# WORK TO DO:
Find each line in the records below that contains the string "engine", with case counting, and copy those lines in full.

[Detection examples]
====================

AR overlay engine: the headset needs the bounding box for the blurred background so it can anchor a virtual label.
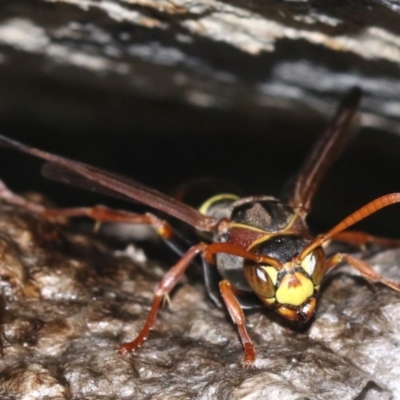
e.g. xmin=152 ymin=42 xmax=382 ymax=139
xmin=0 ymin=0 xmax=400 ymax=237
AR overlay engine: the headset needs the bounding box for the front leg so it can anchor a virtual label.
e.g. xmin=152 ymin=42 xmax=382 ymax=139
xmin=219 ymin=280 xmax=256 ymax=368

====================

# WRITTEN ANSWER:
AR overlay engine: the headset needs the bounding box for the blurred background so it can anchor a virtual label.
AR overlay engine: the headset needs the bounding box for the front leg so it can anchor a virtual label.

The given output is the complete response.